(Dataset records)
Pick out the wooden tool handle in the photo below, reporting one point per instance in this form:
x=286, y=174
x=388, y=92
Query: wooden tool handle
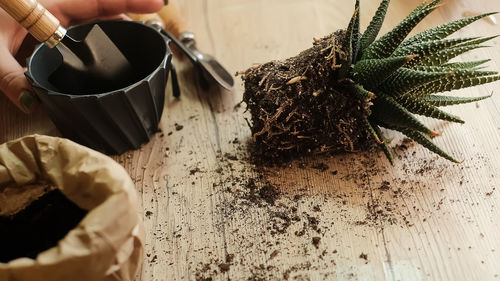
x=174, y=22
x=35, y=18
x=147, y=18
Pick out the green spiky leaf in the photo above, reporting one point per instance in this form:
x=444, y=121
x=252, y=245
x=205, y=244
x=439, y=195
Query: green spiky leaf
x=427, y=48
x=405, y=79
x=461, y=79
x=437, y=100
x=466, y=65
x=371, y=73
x=386, y=110
x=356, y=36
x=347, y=62
x=443, y=31
x=420, y=107
x=373, y=28
x=385, y=45
x=444, y=56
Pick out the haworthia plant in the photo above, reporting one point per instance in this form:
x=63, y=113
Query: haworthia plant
x=402, y=77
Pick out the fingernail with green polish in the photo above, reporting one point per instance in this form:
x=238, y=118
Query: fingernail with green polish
x=26, y=100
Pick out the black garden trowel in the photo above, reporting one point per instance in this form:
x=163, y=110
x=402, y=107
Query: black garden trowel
x=95, y=56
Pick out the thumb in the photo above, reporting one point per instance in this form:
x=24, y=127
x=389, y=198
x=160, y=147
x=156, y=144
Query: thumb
x=13, y=83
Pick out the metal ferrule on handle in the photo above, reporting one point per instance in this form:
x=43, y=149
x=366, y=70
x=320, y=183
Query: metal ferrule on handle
x=56, y=37
x=36, y=19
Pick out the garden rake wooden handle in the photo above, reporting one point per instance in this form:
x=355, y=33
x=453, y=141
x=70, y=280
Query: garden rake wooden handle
x=174, y=22
x=169, y=17
x=36, y=19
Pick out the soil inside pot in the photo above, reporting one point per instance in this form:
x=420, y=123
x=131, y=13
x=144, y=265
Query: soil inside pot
x=38, y=227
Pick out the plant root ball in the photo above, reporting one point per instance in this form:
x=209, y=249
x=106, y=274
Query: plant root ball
x=298, y=107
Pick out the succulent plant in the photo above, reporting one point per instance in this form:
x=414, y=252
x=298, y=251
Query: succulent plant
x=337, y=95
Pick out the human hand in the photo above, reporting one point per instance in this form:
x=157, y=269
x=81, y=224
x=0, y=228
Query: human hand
x=13, y=83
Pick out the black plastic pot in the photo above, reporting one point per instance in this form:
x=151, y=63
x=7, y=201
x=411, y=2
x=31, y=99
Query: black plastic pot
x=109, y=117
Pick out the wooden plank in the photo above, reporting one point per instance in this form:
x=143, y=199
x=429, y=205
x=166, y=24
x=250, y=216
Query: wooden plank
x=211, y=213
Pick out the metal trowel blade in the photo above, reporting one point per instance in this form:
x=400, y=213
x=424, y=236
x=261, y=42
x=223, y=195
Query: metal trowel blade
x=96, y=54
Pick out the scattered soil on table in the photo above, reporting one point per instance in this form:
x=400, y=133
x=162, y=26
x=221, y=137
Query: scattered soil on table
x=268, y=221
x=38, y=227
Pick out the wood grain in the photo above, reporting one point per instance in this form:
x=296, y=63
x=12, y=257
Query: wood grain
x=33, y=16
x=348, y=217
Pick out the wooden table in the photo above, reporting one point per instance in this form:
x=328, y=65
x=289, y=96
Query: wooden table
x=209, y=213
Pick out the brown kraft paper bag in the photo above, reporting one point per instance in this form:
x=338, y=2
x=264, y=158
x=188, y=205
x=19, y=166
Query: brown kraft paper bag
x=108, y=244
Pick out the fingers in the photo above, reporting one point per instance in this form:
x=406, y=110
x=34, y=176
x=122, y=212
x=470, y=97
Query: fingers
x=13, y=83
x=81, y=10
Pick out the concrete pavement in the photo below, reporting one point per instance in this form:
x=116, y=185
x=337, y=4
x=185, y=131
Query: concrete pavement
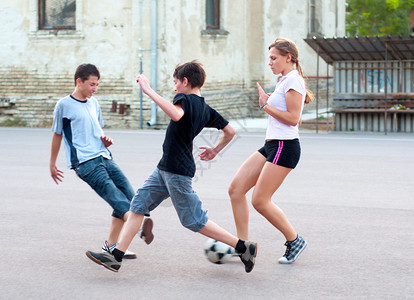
x=351, y=198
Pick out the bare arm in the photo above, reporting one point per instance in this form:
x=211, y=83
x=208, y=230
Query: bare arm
x=226, y=137
x=57, y=175
x=175, y=112
x=293, y=103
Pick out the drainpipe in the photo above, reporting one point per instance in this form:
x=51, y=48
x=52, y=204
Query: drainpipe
x=154, y=21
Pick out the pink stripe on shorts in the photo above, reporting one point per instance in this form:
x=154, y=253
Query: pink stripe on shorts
x=279, y=150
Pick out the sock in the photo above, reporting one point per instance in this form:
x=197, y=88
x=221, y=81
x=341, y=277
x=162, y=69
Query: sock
x=240, y=247
x=118, y=254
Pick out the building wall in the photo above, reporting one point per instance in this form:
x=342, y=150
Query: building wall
x=37, y=66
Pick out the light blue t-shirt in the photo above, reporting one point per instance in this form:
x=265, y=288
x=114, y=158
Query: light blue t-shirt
x=81, y=124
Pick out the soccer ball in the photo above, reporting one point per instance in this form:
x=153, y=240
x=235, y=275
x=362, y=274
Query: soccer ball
x=218, y=252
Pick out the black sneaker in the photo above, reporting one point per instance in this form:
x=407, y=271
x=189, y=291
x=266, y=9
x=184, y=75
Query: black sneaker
x=105, y=259
x=109, y=248
x=146, y=231
x=248, y=257
x=293, y=250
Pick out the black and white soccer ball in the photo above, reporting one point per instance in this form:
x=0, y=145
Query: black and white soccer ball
x=218, y=252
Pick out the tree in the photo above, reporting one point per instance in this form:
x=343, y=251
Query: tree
x=378, y=17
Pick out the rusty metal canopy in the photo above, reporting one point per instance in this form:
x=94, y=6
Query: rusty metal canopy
x=363, y=48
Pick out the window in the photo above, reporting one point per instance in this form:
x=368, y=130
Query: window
x=213, y=14
x=57, y=14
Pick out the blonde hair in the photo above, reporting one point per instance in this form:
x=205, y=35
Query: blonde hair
x=285, y=47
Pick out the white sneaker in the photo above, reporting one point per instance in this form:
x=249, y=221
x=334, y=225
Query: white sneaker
x=128, y=254
x=293, y=250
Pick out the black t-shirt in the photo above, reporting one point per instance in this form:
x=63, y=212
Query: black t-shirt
x=178, y=144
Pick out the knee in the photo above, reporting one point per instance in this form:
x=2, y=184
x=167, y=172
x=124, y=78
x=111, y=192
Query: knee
x=259, y=204
x=235, y=193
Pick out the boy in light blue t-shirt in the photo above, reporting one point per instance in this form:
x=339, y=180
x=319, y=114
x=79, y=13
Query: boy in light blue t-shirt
x=78, y=121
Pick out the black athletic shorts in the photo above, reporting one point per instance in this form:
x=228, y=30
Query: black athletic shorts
x=285, y=153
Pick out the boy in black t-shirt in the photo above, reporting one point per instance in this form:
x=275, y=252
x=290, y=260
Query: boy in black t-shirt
x=173, y=176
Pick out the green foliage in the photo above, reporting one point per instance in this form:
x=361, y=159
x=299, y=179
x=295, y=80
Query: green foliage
x=378, y=17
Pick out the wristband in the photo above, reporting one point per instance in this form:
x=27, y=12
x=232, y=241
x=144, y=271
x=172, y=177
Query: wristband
x=263, y=105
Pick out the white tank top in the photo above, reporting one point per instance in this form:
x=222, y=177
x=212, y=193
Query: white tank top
x=277, y=130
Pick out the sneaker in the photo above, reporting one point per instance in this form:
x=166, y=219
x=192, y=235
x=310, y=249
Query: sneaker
x=293, y=250
x=248, y=257
x=146, y=231
x=106, y=248
x=105, y=259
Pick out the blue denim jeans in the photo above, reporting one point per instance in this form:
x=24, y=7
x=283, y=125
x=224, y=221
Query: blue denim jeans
x=161, y=185
x=108, y=181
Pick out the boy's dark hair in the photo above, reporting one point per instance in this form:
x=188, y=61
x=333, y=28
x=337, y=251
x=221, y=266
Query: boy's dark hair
x=193, y=71
x=85, y=70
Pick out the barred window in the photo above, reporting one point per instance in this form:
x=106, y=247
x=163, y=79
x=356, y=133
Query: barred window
x=57, y=14
x=213, y=14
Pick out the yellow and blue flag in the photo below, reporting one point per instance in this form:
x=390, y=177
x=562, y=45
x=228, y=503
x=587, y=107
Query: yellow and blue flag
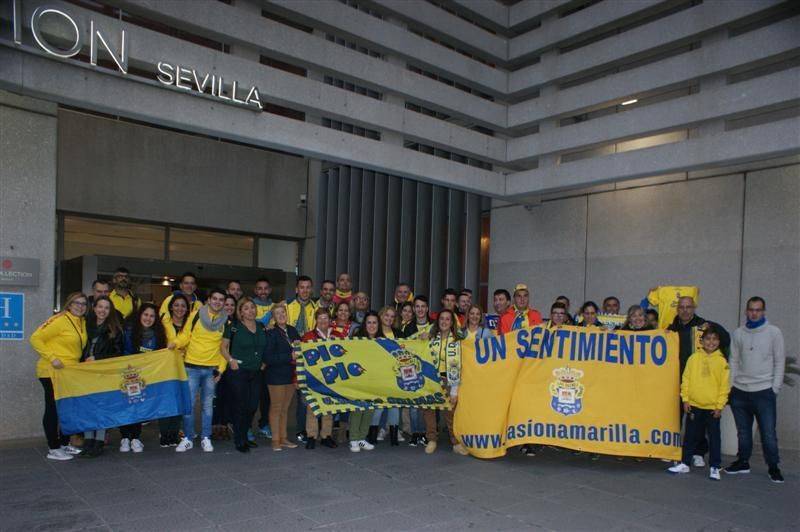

▶ **Instructions for the task**: Scan the entries above and show each line that contains the word "below".

▶ **Solution to this problem**:
Pick out the wooden tool handle in the photo below, reporting one point per instance in this form:
Pick out the concrete pavement in the photo below, reporting one point per instance in this form:
Pick out the yellow and blue flag in the photo below, reporting one point per instance in this form:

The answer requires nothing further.